▶ **To do**
Rewrite the rows below as a two-column CSV with the header "input" and "output", one line per row, placing each row's text in the first field and its answer in the second, each field in double quotes with line breaks replaced by spaces. Omit the pictures.

▶ **Material**
* Start *
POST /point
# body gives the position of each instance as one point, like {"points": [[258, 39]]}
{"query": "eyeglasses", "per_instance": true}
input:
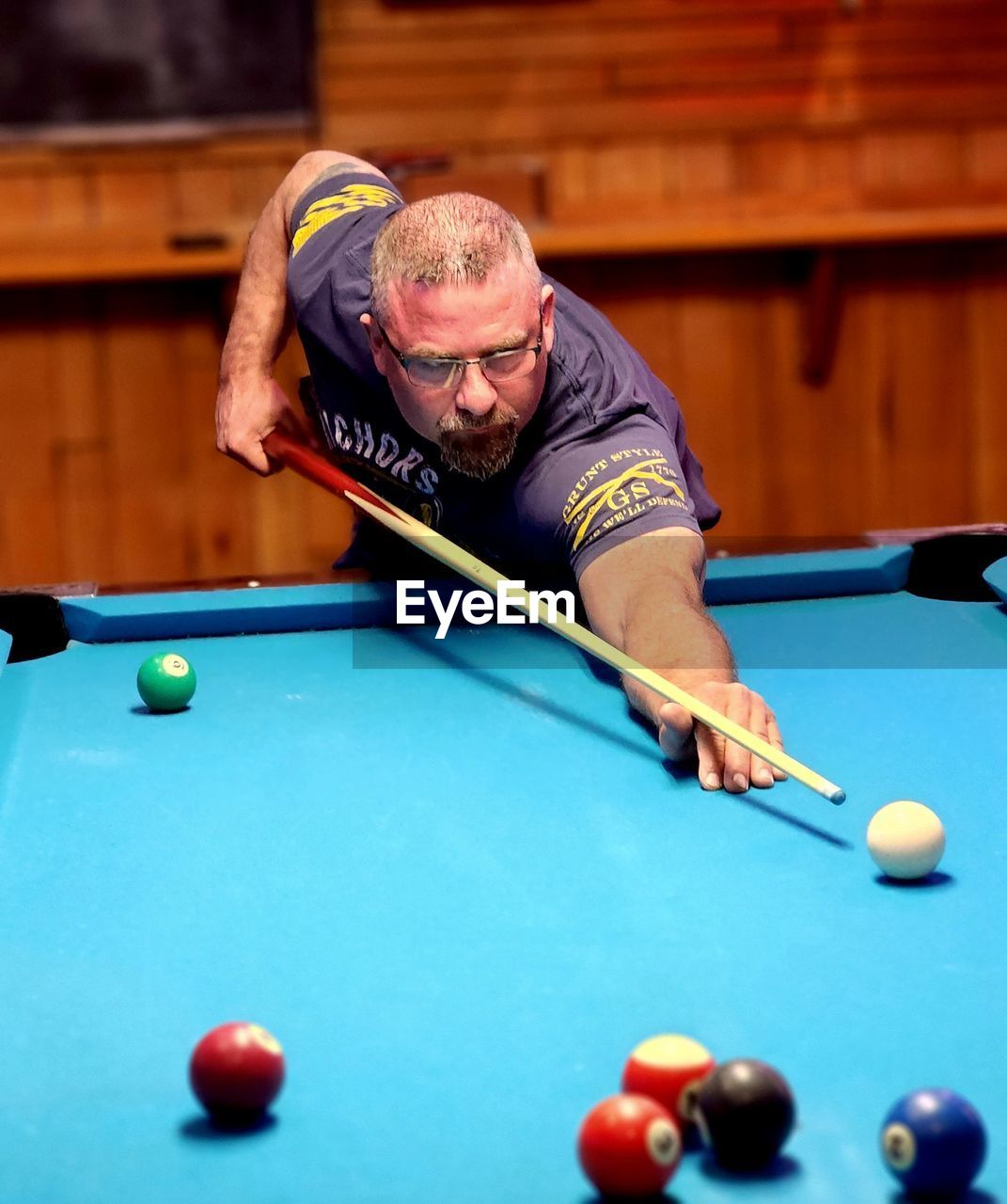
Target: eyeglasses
{"points": [[443, 372]]}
* End *
▶ **Exercise response**
input,output
"POST /point # body gives the position of each instance as one point, like {""points"": [[258, 39]]} {""query"": ""eyeglasses"", ""per_instance"": true} input: Target: eyeglasses","{""points"": [[443, 372]]}"